[What you should do]: Format the data below as a numbered list, skipping blank lines and omitting the pictures.

[Records]:
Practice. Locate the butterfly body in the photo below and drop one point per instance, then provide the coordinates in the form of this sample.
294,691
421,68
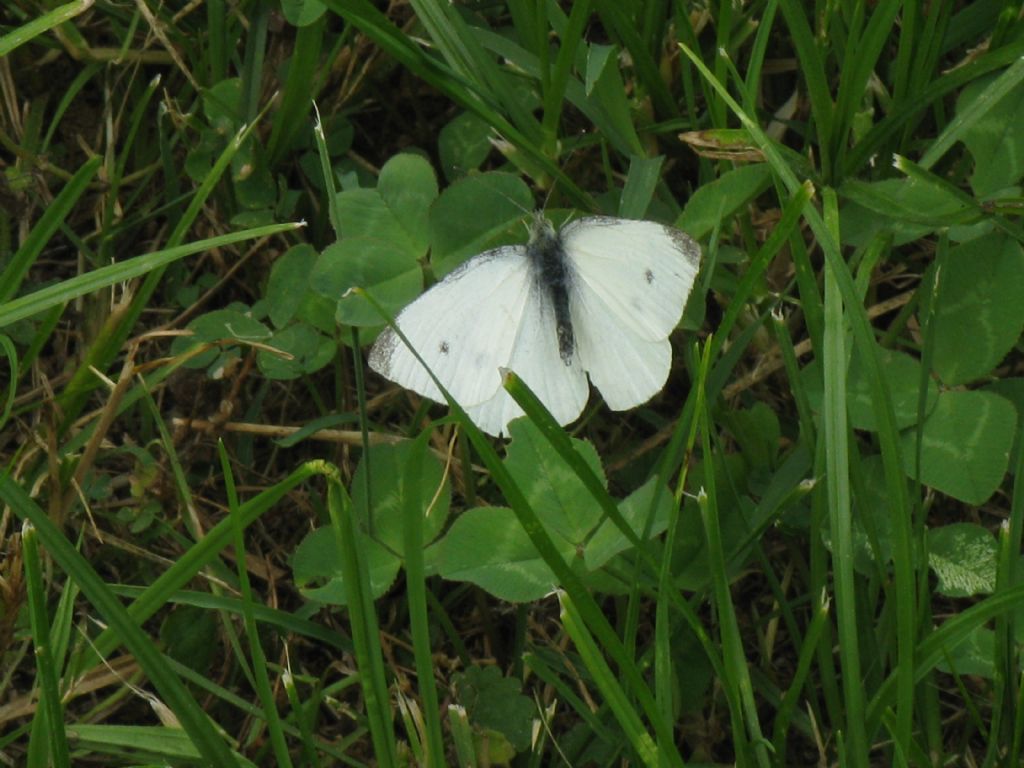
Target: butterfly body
598,298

[Correct output]:
1. Practice. Locate the butterfly body in the photo below and drop one point per instance, then provide the coordinates in the form of this sample.
2. 294,691
3. 421,68
4. Target: butterfly body
5. 598,298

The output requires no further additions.